— Task —
Each line of the data that mentions the string "location" needs to be identified and copied.

[Records drawn from a dataset]

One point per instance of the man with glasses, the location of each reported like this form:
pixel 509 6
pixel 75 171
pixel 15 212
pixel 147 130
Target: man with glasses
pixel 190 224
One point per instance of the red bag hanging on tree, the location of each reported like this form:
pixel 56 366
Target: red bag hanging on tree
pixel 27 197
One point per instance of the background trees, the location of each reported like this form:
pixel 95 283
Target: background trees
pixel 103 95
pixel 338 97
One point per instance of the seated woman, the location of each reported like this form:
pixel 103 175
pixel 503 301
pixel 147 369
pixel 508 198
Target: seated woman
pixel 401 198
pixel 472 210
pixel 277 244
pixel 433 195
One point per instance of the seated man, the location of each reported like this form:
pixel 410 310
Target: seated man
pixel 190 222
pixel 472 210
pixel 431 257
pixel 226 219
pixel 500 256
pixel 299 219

— Solution to this exercise —
One point per instance of the man with glasses, the location of each reported like this form:
One point per instance of the red bag hanging on tree, the location of each reported like this form:
One point per instance of the background trees, the location of each reported like this form:
One point per instance of the seated woman, the location of each reported like this form:
One point per instance of the seated man, the location of each reported like this form:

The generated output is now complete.